*** Data shown
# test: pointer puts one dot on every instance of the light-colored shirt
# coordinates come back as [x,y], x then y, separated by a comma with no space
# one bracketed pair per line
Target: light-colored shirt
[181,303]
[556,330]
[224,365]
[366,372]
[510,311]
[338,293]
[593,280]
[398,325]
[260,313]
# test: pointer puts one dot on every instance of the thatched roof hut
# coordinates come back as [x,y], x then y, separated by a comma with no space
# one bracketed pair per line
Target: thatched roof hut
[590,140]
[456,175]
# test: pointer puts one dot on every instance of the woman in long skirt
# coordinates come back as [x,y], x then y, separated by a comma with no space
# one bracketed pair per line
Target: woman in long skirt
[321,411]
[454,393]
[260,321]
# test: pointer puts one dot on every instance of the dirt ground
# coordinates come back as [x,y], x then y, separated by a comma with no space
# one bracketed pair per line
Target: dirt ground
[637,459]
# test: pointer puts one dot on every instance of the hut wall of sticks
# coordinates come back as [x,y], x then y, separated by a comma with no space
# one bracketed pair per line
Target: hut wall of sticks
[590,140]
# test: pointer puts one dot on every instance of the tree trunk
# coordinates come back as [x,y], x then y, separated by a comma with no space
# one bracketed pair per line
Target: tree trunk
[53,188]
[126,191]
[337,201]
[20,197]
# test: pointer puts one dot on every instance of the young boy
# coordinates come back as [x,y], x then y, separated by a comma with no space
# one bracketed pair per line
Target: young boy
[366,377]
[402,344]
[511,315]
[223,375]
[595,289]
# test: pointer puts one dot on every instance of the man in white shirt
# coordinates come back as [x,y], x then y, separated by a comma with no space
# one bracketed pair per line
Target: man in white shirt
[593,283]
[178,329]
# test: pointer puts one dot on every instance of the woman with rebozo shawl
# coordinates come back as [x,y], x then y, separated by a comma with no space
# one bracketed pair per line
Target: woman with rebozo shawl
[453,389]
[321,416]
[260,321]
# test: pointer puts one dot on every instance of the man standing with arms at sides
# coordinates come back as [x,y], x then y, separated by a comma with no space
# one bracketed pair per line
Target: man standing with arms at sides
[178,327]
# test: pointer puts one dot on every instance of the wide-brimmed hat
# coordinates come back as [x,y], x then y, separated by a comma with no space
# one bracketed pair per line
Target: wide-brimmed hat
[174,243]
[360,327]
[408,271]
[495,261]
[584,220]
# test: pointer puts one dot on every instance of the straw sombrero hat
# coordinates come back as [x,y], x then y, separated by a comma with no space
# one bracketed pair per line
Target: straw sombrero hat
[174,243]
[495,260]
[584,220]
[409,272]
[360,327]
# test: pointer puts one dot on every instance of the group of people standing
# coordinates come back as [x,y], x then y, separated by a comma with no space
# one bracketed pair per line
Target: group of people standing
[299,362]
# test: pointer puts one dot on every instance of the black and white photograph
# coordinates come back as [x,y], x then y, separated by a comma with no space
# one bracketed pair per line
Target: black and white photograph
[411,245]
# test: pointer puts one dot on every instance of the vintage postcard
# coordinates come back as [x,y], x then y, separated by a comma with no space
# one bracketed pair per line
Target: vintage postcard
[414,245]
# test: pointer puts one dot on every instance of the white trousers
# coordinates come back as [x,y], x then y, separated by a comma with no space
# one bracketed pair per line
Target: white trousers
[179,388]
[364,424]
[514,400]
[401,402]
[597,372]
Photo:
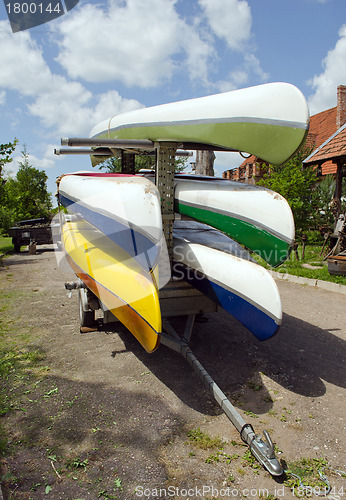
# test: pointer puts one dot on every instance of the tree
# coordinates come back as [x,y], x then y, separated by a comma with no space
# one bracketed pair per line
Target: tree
[27,193]
[297,185]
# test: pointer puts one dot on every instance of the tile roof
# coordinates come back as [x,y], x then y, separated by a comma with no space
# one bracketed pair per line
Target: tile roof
[333,147]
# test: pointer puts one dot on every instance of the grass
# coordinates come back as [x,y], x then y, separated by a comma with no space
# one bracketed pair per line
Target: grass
[312,258]
[5,244]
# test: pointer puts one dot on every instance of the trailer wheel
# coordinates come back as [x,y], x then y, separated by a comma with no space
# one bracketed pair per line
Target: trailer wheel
[86,315]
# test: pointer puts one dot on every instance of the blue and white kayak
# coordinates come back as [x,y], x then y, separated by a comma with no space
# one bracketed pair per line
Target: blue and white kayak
[225,272]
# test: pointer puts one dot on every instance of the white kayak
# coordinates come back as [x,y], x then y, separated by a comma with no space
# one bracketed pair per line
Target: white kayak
[232,280]
[113,242]
[269,121]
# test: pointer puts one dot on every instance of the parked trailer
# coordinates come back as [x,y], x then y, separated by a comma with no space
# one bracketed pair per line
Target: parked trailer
[31,231]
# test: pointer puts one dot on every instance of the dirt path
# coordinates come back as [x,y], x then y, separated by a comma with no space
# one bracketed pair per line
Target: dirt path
[96,417]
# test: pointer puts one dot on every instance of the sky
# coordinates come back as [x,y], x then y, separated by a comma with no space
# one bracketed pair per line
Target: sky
[102,58]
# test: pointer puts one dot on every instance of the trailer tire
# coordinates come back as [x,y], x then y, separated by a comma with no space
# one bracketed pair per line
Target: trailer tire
[86,315]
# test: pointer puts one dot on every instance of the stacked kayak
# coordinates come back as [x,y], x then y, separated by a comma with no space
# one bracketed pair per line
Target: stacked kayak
[113,235]
[114,247]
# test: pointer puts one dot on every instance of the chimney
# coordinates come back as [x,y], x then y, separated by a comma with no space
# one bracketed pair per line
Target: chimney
[341,107]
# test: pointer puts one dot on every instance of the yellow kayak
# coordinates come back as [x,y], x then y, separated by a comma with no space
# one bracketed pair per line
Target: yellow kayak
[116,278]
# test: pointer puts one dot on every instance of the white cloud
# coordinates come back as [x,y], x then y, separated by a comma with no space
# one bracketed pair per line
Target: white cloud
[63,106]
[334,74]
[135,42]
[230,20]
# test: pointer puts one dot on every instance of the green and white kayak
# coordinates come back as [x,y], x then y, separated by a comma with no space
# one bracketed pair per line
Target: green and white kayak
[269,121]
[254,216]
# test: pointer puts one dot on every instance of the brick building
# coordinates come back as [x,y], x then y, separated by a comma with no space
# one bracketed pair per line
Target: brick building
[322,127]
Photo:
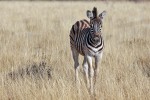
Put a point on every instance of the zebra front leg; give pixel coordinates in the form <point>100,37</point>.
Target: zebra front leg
<point>86,71</point>
<point>91,74</point>
<point>96,69</point>
<point>76,64</point>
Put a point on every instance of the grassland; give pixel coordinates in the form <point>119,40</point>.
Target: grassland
<point>35,34</point>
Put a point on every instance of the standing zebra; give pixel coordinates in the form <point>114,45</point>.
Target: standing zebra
<point>86,39</point>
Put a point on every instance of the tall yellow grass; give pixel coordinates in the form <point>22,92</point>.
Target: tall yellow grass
<point>35,32</point>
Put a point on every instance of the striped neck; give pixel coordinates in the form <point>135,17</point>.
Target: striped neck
<point>91,41</point>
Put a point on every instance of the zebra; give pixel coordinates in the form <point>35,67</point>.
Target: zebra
<point>86,39</point>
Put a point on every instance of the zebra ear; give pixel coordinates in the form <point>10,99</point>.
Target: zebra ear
<point>89,14</point>
<point>102,14</point>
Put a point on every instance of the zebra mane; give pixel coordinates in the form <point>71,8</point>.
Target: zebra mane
<point>94,12</point>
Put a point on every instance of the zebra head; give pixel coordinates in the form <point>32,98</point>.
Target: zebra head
<point>95,22</point>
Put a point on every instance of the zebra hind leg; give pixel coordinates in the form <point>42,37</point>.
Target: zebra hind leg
<point>86,71</point>
<point>76,64</point>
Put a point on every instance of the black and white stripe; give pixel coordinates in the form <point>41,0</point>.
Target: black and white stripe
<point>86,39</point>
<point>81,38</point>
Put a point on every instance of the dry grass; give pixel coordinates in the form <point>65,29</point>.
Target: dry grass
<point>35,32</point>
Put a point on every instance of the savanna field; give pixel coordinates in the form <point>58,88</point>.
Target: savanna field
<point>35,56</point>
******
What to work on:
Lines from the start of the entries through the one containing "the young boy" are to be set down again exactly, both ends included.

Your response:
# test: pointer puts one dot on every instance of the light-colored shirt
# coordinates come back as [x,y], x then y, separated by a comma with no space
# one bracketed pair per line
Target: light-colored shirt
[181,303]
[556,330]
[224,365]
[366,372]
[510,311]
[338,293]
[593,280]
[398,325]
[260,313]
# test: pointer puts one dot on every instance of the thatched roof hut
# coordinates come back as [x,y], x then y, separated by a comma with no space
# one bracketed pair per line
Target: thatched roof hut
[590,140]
[456,175]
# test: pointer puts one dot on every instance of the woman in long skirt
# coordinates come back as [x,y], x then y, separated by a comma with no space
# one bracketed pair per line
Target: woman in long skirt
[321,411]
[454,393]
[260,321]
# test: pointer puts one dot on every instance of the dirt ground
# coordinates come back as [x,y], x then y, separated by a comma with no space
# one bracketed pair per line
Target: dirt ground
[637,459]
# test: pointer puts one dot on every instance of the hut wall of sticks
# coordinates come back as [x,y], x then y, separated by a comma with no space
# one bracketed pair per line
Target: hut wall of sticks
[590,140]
# test: pointer puts one dot on every instance of the tree trunk
# coordinates come back as [x,y], x then y, separated by a comma with no space
# one bracketed pair per line
Target: tree trunk
[53,188]
[126,191]
[337,201]
[20,197]
# test: pointer puts one dot on every instance of the young boy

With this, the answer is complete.